TASK MATERIAL
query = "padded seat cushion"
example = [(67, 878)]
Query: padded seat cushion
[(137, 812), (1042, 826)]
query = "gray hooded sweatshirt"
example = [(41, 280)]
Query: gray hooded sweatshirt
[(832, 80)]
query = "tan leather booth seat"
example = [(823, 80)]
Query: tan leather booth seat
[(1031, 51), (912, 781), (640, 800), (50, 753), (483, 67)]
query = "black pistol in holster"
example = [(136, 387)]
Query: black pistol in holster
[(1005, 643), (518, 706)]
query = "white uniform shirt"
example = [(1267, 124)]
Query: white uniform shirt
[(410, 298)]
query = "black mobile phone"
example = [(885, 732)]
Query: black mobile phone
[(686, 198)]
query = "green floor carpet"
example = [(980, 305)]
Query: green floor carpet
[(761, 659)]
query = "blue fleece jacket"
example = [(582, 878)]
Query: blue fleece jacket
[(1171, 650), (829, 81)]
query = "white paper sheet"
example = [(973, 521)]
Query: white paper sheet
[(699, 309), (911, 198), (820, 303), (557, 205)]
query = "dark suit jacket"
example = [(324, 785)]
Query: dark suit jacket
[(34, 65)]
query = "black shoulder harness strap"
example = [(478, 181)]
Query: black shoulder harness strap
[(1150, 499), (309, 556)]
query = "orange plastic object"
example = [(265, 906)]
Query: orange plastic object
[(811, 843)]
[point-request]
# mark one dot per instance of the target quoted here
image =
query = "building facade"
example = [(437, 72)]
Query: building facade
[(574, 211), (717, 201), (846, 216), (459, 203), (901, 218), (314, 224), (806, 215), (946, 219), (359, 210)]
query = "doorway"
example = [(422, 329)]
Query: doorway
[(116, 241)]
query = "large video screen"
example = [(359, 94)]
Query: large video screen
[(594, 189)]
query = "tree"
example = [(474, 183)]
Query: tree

TASK INSTRUCTIONS
Copy every row above word for word, keeping each line exactly as it appears.

CORRECT RESPONSE
query = "padded seat cushion"
example = [(67, 878)]
Query: padded seat cushion
[(137, 812), (1042, 826)]
query = "gray hooded sweatshirt"
example = [(41, 280)]
Query: gray hooded sweatshirt
[(832, 80)]
query = "tan leather booth seat"
example = [(823, 80)]
Query: tan leather booth seat
[(1031, 51), (912, 781), (640, 800), (50, 753), (483, 67)]
query = "black pistol in holster"
example = [(136, 387)]
Query: black pistol in holster
[(1005, 643), (518, 706)]
query = "white uniform shirt"
example = [(1267, 124)]
Query: white uniform shirt
[(410, 298)]
query = "black mobile phone"
example = [(885, 732)]
Query: black mobile phone
[(686, 198)]
query = "green floor carpet"
example = [(980, 305)]
Query: green floor carpet
[(761, 659)]
query = "blue fleece jacket"
example = [(582, 878)]
Query: blue fleece jacket
[(1171, 650), (829, 81)]
query = "white paper sheet"
example = [(973, 521)]
Query: white paper sheet
[(699, 309), (911, 198), (820, 303), (557, 205)]
query = "dark suit jacket"
example = [(324, 785)]
Query: dark suit jacket
[(34, 65)]
query = "black shoulder harness strap"
example = [(478, 181)]
Query: black shoulder harness strap
[(1150, 499), (309, 556)]
query = "orange plastic object"
example = [(265, 906)]
Query: orange plastic object
[(811, 843)]
[point-request]
# mark one dot per instance of the target quoted here
image =
query = "building facade"
example = [(437, 72)]
Query: building facade
[(574, 211), (717, 201), (846, 216), (459, 203), (901, 218), (314, 224), (806, 215), (946, 219), (359, 210)]
query = "doorway"
example = [(422, 329)]
Query: doorway
[(116, 241)]
query = "large video screen"
example = [(359, 94)]
Query: large video screen
[(594, 189)]
query = "tree"
example = [(474, 183)]
Query: tree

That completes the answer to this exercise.